## [Task statement]
Working from the records below, repeat exactly the lines starting at the line that contains "box: [324, 34, 371, 75]" and ending at the line that contains "191L167 197L177 194L173", inclusive.

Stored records

++++

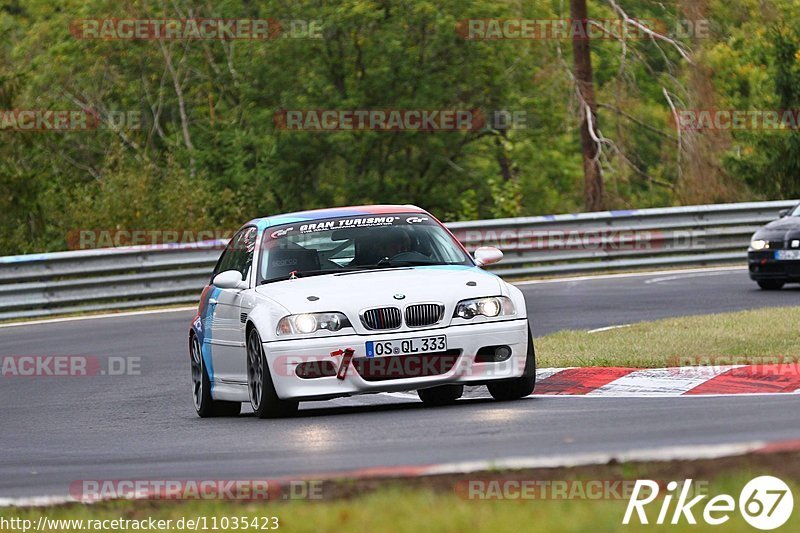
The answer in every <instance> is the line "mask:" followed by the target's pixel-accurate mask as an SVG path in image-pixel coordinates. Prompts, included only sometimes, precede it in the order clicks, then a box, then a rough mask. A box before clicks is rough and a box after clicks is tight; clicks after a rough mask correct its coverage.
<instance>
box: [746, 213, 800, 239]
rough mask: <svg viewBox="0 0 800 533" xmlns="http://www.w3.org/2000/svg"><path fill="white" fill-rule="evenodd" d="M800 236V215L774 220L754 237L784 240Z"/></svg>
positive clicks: (769, 223)
mask: <svg viewBox="0 0 800 533" xmlns="http://www.w3.org/2000/svg"><path fill="white" fill-rule="evenodd" d="M797 238H800V217H785V218H781V219H778V220H773V221H772V222H770V223H769V224H767V225H766V226H764V227H763V228H761V229H760V230H758V231H757V232H756V233H755V234H754V235H753V239H764V240H767V241H784V240H788V239H797Z"/></svg>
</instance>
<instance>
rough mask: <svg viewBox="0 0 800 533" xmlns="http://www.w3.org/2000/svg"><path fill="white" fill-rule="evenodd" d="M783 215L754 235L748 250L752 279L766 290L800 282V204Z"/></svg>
mask: <svg viewBox="0 0 800 533" xmlns="http://www.w3.org/2000/svg"><path fill="white" fill-rule="evenodd" d="M780 215H781V218H779V219H778V220H773V221H772V222H770V223H769V224H767V225H766V226H764V227H763V228H761V229H760V230H758V231H757V232H755V233H754V234H753V237H752V238H751V239H750V248H748V250H747V264H748V266H749V267H750V279H752V280H753V281H755V282H756V283H758V286H759V287H761V288H762V289H764V290H770V291H775V290H779V289H781V288H782V287H783V286H784V285H785V284H786V283H800V205H797V206H795V207H794V208H792V209H785V210H783V211H781V212H780Z"/></svg>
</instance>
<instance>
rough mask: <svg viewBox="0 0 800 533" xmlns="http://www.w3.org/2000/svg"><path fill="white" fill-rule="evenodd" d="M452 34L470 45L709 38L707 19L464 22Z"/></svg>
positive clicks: (631, 19) (480, 20)
mask: <svg viewBox="0 0 800 533" xmlns="http://www.w3.org/2000/svg"><path fill="white" fill-rule="evenodd" d="M455 31H456V33H457V34H458V35H460V36H461V37H462V38H463V39H466V40H470V41H495V40H502V39H508V40H526V39H527V40H539V41H541V40H626V41H628V40H649V39H653V38H654V34H657V35H661V36H665V37H669V38H679V39H689V38H695V39H705V38H708V37H710V35H711V29H710V21H709V20H707V19H696V20H688V19H683V20H676V21H674V22H672V23H667V22H664V21H662V20H659V19H628V20H624V19H618V18H611V19H569V18H557V19H522V18H519V19H491V18H482V19H463V20H460V21H458V22H457V23H456V27H455Z"/></svg>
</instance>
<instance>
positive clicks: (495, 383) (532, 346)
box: [486, 326, 536, 401]
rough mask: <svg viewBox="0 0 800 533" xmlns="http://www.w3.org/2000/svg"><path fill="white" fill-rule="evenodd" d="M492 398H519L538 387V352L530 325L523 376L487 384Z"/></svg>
mask: <svg viewBox="0 0 800 533" xmlns="http://www.w3.org/2000/svg"><path fill="white" fill-rule="evenodd" d="M486 387H487V388H488V389H489V394H491V395H492V398H494V399H495V400H500V401H509V400H519V399H520V398H524V397H525V396H529V395H530V394H532V393H533V389H534V388H535V387H536V353H535V352H534V349H533V335H532V334H531V328H530V326H528V353H527V355H526V357H525V370H523V372H522V376H520V377H518V378H514V379H511V380H506V381H496V382H494V383H489V384H488V385H487V386H486Z"/></svg>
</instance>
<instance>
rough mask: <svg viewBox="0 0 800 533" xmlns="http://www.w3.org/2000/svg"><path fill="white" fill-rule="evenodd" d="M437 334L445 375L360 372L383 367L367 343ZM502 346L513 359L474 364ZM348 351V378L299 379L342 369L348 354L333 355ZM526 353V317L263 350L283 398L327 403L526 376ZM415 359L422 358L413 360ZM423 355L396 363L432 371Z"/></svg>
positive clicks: (284, 341)
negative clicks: (483, 355) (309, 369)
mask: <svg viewBox="0 0 800 533" xmlns="http://www.w3.org/2000/svg"><path fill="white" fill-rule="evenodd" d="M433 335H446V336H447V348H448V350H447V355H445V354H442V358H448V359H447V361H449V362H451V363H452V365H450V364H446V365H444V366H443V367H437V368H438V370H442V369H443V370H444V371H443V372H442V373H437V374H435V375H421V376H412V377H405V376H403V377H391V378H390V379H381V380H374V379H371V378H370V376H369V375H367V376H363V375H361V373H360V372H359V368H361V369H362V372H363V368H364V364H365V363H368V362H372V363H381V361H380V359H381V358H380V357H375V358H370V359H368V358H367V357H366V342H367V341H376V340H381V341H384V340H400V339H409V338H416V337H425V336H433ZM498 345H499V346H508V347H509V348H511V356H510V357H509V358H508V359H506V360H505V361H501V362H488V363H484V362H476V361H475V358H476V355H477V354H478V353H479V350H480V349H481V348H483V347H486V346H498ZM347 348H352V349H353V350H354V355H353V361H352V362H351V364H350V365H349V367H348V370H347V374H346V376H345V378H344V379H339V378H338V377H336V376H325V377H316V378H301V377H299V376H298V375H297V373H296V371H297V367H298V365H299V364H301V363H309V362H320V363H322V364H327V362H333V364H334V365H335V367H336V368H338V367H339V365H340V363H341V361H342V357H343V356H331V353H332V352H336V351H338V350H345V349H347ZM527 350H528V321H527V319H524V318H523V319H515V320H506V321H498V322H483V323H479V324H469V325H459V326H450V327H446V328H437V329H419V330H413V331H400V332H396V331H392V332H382V333H380V332H378V333H373V334H370V335H356V334H354V335H345V336H336V337H327V338H318V339H313V338H312V339H308V338H306V339H295V340H281V341H272V342H266V343H264V352H265V354H266V357H267V363H268V364H269V369H270V374H271V376H272V381H273V383H274V385H275V391H276V392H277V394H278V397H279V398H281V399H297V400H325V399H330V398H336V397H340V396H352V395H355V394H366V393H374V392H393V391H407V390H416V389H423V388H427V387H433V386H436V385H443V384H454V383H455V384H457V383H461V384H473V385H478V384H483V383H487V382H489V381H495V380H503V379H509V378H515V377H519V376H521V375H522V373H523V372H524V370H525V358H526V355H527ZM453 354H455V355H453ZM415 357H418V358H420V360H419V361H418V360H415V359H413V358H415ZM423 357H425V356H412V355H400V356H397V357H395V358H394V359H396V360H398V361H400V363H401V365H402V367H403V368H405V369H412V370H413V369H415V368H423V367H425V368H430V367H426V366H425V365H426V363H425V361H422V359H421V358H423ZM394 362H397V361H394ZM391 366H392V365H386V366H385V367H384V369H385V370H387V371H388V372H389V373H391V371H392V368H391ZM397 375H400V374H397Z"/></svg>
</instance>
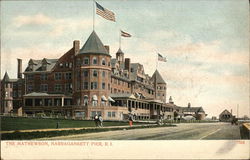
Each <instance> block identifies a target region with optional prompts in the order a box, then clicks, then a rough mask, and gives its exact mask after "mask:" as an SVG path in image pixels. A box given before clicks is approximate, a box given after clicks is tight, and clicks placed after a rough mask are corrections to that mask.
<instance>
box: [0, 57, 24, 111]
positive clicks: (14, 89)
mask: <svg viewBox="0 0 250 160" xmlns="http://www.w3.org/2000/svg"><path fill="white" fill-rule="evenodd" d="M24 90H25V87H24V79H23V78H22V60H21V59H18V72H17V78H16V79H10V78H9V75H8V73H7V72H5V75H4V77H3V79H2V81H1V99H0V106H1V107H0V113H14V112H15V113H17V112H18V109H19V108H20V107H22V106H23V95H24Z"/></svg>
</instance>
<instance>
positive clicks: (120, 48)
mask: <svg viewBox="0 0 250 160" xmlns="http://www.w3.org/2000/svg"><path fill="white" fill-rule="evenodd" d="M116 53H122V54H124V53H123V51H122V50H121V48H119V49H118V51H117V52H116Z"/></svg>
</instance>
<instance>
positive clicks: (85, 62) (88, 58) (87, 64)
mask: <svg viewBox="0 0 250 160" xmlns="http://www.w3.org/2000/svg"><path fill="white" fill-rule="evenodd" d="M83 64H84V65H88V64H89V58H88V57H84V59H83Z"/></svg>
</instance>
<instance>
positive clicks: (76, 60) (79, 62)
mask: <svg viewBox="0 0 250 160" xmlns="http://www.w3.org/2000/svg"><path fill="white" fill-rule="evenodd" d="M76 66H81V60H80V58H77V59H76Z"/></svg>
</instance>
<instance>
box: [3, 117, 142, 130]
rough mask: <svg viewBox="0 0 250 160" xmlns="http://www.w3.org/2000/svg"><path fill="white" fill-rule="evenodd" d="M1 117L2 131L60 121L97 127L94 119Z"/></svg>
mask: <svg viewBox="0 0 250 160" xmlns="http://www.w3.org/2000/svg"><path fill="white" fill-rule="evenodd" d="M0 118H1V130H2V131H12V130H29V129H50V128H56V126H57V122H59V128H80V127H95V123H94V121H93V120H70V119H41V118H25V117H0ZM134 124H138V123H134ZM139 124H143V123H139ZM103 125H104V126H125V125H128V122H119V121H106V122H105V121H104V123H103Z"/></svg>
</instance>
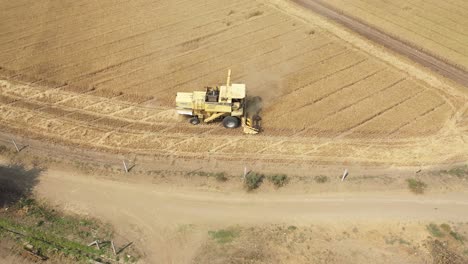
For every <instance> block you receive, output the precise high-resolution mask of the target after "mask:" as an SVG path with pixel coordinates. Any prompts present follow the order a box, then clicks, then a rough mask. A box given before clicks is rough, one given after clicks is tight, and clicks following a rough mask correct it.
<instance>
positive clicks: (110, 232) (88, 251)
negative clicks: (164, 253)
mask: <svg viewBox="0 0 468 264" xmlns="http://www.w3.org/2000/svg"><path fill="white" fill-rule="evenodd" d="M112 237H113V232H112V230H111V228H110V227H109V226H108V225H104V224H102V223H100V222H98V221H96V220H92V219H84V218H79V217H74V216H65V215H61V214H59V213H58V212H56V211H55V210H53V209H51V208H48V207H47V206H45V205H42V204H39V203H37V202H36V201H35V200H34V199H21V200H19V201H18V202H17V203H16V204H14V205H12V206H11V207H10V208H9V209H8V211H5V212H2V213H0V239H10V240H12V241H15V242H16V243H18V247H21V246H24V247H25V249H27V250H28V251H30V252H33V253H34V254H36V255H38V256H41V257H42V258H44V259H45V258H48V257H53V256H58V255H60V256H65V257H68V258H70V259H71V260H73V261H75V262H78V263H89V262H90V261H98V262H103V261H105V260H116V257H114V255H113V253H112V249H111V248H110V243H107V244H104V243H103V244H102V245H101V247H100V248H99V249H98V248H96V247H89V246H87V245H88V244H89V243H90V242H92V241H96V240H98V241H111V240H112ZM132 254H133V253H132ZM128 259H129V262H134V261H136V259H135V258H134V257H129V258H128Z"/></svg>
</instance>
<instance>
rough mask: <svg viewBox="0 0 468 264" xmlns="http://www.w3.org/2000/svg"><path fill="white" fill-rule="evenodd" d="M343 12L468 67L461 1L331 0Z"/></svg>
mask: <svg viewBox="0 0 468 264" xmlns="http://www.w3.org/2000/svg"><path fill="white" fill-rule="evenodd" d="M326 2H327V3H328V4H331V5H332V6H334V7H335V8H337V9H339V10H342V11H343V12H344V13H346V14H349V15H351V16H353V17H356V18H358V19H360V20H362V21H364V22H366V23H369V24H370V25H372V26H375V27H377V28H379V29H381V30H383V31H385V32H388V33H390V34H391V35H393V36H396V37H398V38H399V39H402V40H405V41H408V42H410V43H412V44H414V45H416V46H419V47H421V48H422V49H423V50H425V51H428V52H430V53H432V54H435V55H437V56H438V57H441V58H445V59H446V60H448V61H449V62H451V63H453V64H456V65H458V66H460V67H462V68H465V69H467V68H468V44H467V43H468V34H467V32H466V28H467V27H468V16H467V14H468V3H467V2H466V1H464V0H450V1H437V0H429V1H426V0H424V1H423V0H410V1H401V0H395V1H385V0H351V1H343V0H331V1H326Z"/></svg>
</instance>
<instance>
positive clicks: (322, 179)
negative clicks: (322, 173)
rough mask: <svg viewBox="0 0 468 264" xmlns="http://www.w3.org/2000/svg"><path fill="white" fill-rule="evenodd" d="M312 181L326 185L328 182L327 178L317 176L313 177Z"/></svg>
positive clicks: (326, 176)
mask: <svg viewBox="0 0 468 264" xmlns="http://www.w3.org/2000/svg"><path fill="white" fill-rule="evenodd" d="M314 180H315V182H316V183H326V182H328V177H327V176H325V175H319V176H315V177H314Z"/></svg>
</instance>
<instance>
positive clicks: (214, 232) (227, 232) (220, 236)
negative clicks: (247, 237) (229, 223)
mask: <svg viewBox="0 0 468 264" xmlns="http://www.w3.org/2000/svg"><path fill="white" fill-rule="evenodd" d="M208 235H210V237H211V238H212V239H213V240H215V241H216V242H217V243H219V244H226V243H230V242H232V241H233V240H234V239H235V238H236V237H238V236H239V230H236V229H220V230H218V231H208Z"/></svg>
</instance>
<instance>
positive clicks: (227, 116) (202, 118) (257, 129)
mask: <svg viewBox="0 0 468 264" xmlns="http://www.w3.org/2000/svg"><path fill="white" fill-rule="evenodd" d="M256 101H259V100H253V101H252V103H254V102H256ZM248 104H249V100H247V93H246V85H245V84H235V83H234V84H233V83H231V70H229V71H228V76H227V81H226V85H222V86H216V87H205V91H194V92H191V93H182V92H178V93H177V97H176V107H177V112H178V113H179V114H181V115H187V116H190V119H189V122H190V123H191V124H193V125H198V124H200V122H201V121H203V122H204V123H209V122H212V121H215V120H221V119H222V122H223V126H224V127H225V128H228V129H234V128H237V127H239V126H240V125H242V127H243V128H244V133H246V134H258V133H259V132H260V121H261V118H260V117H259V116H258V113H248V111H247V109H249V108H251V107H250V106H249V105H248ZM250 115H251V116H250Z"/></svg>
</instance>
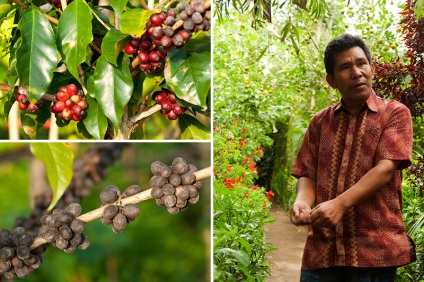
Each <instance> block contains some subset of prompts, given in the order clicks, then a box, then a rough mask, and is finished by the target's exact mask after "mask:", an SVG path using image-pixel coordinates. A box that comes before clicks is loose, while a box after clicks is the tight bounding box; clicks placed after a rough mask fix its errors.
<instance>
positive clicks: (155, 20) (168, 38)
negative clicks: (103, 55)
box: [124, 0, 211, 73]
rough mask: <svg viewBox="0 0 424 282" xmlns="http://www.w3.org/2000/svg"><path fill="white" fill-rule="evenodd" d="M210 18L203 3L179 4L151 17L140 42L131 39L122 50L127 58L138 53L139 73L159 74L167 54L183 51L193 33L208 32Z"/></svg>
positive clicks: (210, 18)
mask: <svg viewBox="0 0 424 282" xmlns="http://www.w3.org/2000/svg"><path fill="white" fill-rule="evenodd" d="M177 11H178V13H179V17H177ZM210 19H211V12H210V5H208V6H207V7H206V6H205V4H204V3H203V1H202V0H193V1H191V3H190V4H187V3H186V2H181V3H178V5H177V7H176V9H169V10H168V11H167V12H166V13H162V12H161V13H155V14H153V15H151V16H150V18H149V22H148V24H147V27H146V32H145V33H144V34H143V36H142V37H141V38H139V39H138V38H133V39H132V40H131V41H130V42H129V43H128V44H127V45H126V46H125V48H124V51H125V53H127V54H128V55H133V54H135V53H137V52H138V53H137V58H138V60H139V61H140V69H141V70H142V71H145V72H151V73H155V72H158V71H159V70H160V69H161V68H162V66H163V65H164V59H165V58H166V57H167V55H168V53H169V52H171V51H172V50H173V49H174V48H182V47H183V46H184V44H185V43H186V42H187V41H188V40H189V39H190V38H191V33H192V32H196V31H198V30H209V29H210ZM180 20H181V21H183V22H184V23H183V25H178V24H176V23H177V22H178V21H180Z"/></svg>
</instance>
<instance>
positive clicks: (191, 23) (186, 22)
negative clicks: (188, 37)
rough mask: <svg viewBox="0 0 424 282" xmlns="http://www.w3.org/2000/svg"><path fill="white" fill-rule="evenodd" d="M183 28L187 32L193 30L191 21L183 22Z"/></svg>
mask: <svg viewBox="0 0 424 282" xmlns="http://www.w3.org/2000/svg"><path fill="white" fill-rule="evenodd" d="M183 27H184V29H187V30H193V28H194V22H193V20H192V19H187V20H186V21H184V24H183Z"/></svg>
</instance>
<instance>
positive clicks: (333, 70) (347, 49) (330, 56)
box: [324, 34, 371, 75]
mask: <svg viewBox="0 0 424 282" xmlns="http://www.w3.org/2000/svg"><path fill="white" fill-rule="evenodd" d="M356 46H357V47H360V48H361V49H362V50H364V53H365V55H366V56H367V59H368V63H370V64H371V52H370V49H369V48H368V46H367V44H366V43H365V41H364V40H363V39H362V38H361V37H360V36H355V35H351V34H343V35H341V36H339V37H336V38H334V39H333V40H331V41H330V43H328V45H327V48H325V53H324V64H325V71H326V72H327V73H328V74H330V75H334V65H335V63H336V62H335V60H336V59H335V57H336V54H338V53H340V52H343V51H346V50H348V49H350V48H353V47H356Z"/></svg>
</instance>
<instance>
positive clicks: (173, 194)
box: [162, 184, 175, 195]
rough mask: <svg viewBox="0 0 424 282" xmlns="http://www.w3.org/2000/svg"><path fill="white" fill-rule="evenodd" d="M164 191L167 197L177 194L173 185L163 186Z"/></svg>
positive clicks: (163, 190) (164, 192)
mask: <svg viewBox="0 0 424 282" xmlns="http://www.w3.org/2000/svg"><path fill="white" fill-rule="evenodd" d="M162 191H163V193H164V194H165V195H174V194H175V186H174V185H172V184H165V185H163V188H162Z"/></svg>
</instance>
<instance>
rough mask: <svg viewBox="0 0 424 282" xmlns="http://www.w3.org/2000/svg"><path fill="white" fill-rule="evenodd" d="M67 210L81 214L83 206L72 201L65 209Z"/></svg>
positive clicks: (69, 211) (74, 214) (65, 209)
mask: <svg viewBox="0 0 424 282" xmlns="http://www.w3.org/2000/svg"><path fill="white" fill-rule="evenodd" d="M65 210H66V211H68V212H70V213H72V214H73V215H74V216H76V217H77V216H79V215H80V214H81V211H82V208H81V206H80V204H78V203H72V204H70V205H68V206H67V207H66V209H65Z"/></svg>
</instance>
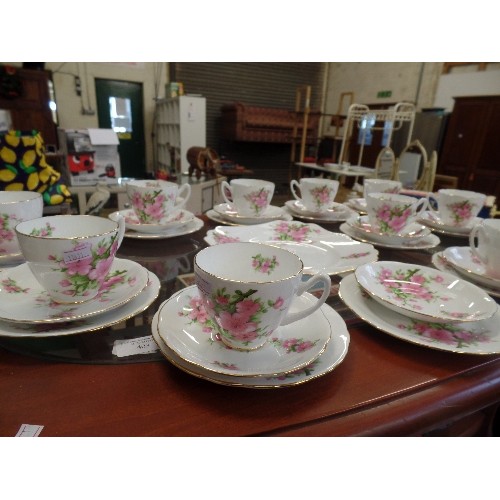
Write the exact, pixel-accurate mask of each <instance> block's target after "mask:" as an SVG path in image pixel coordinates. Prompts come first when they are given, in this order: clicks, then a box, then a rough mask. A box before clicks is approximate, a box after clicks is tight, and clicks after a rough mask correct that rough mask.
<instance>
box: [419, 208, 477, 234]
mask: <svg viewBox="0 0 500 500" xmlns="http://www.w3.org/2000/svg"><path fill="white" fill-rule="evenodd" d="M482 220H484V219H482V218H481V217H474V219H473V220H472V221H471V222H470V223H469V224H467V225H466V226H456V225H455V226H451V225H449V224H446V223H444V222H443V221H442V219H441V217H440V216H439V214H438V213H436V212H434V211H431V210H426V211H425V212H423V213H422V216H421V217H420V219H419V221H420V222H421V223H422V224H425V225H426V226H428V227H430V228H431V229H432V231H434V232H436V233H440V234H445V235H447V236H457V237H461V238H468V237H469V233H470V232H471V230H472V228H473V227H474V226H476V225H477V224H479V223H480V222H481V221H482Z"/></svg>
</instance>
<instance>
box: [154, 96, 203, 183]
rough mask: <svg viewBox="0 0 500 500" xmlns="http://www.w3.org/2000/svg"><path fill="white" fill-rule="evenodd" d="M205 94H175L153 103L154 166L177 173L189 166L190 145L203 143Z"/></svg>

++++

## [Result of this exercise]
box: [324, 34, 371, 75]
mask: <svg viewBox="0 0 424 282" xmlns="http://www.w3.org/2000/svg"><path fill="white" fill-rule="evenodd" d="M356 46H357V47H360V48H361V49H362V50H364V53H365V55H366V56H367V59H368V63H370V64H371V52H370V49H369V48H368V46H367V44H366V43H365V41H364V40H363V39H362V38H361V37H360V36H355V35H351V34H343V35H341V36H339V37H336V38H334V39H333V40H331V41H330V43H328V45H327V48H325V53H324V64H325V71H326V72H327V73H328V74H330V75H334V65H335V63H336V62H335V60H336V59H335V57H336V54H338V53H340V52H343V51H346V50H348V49H350V48H353V47H356Z"/></svg>
</instance>
<instance>
positive clicks: (173, 194)
box: [162, 184, 175, 195]
rough mask: <svg viewBox="0 0 424 282" xmlns="http://www.w3.org/2000/svg"><path fill="white" fill-rule="evenodd" d="M164 191L167 197L177 194L173 185L163 186Z"/></svg>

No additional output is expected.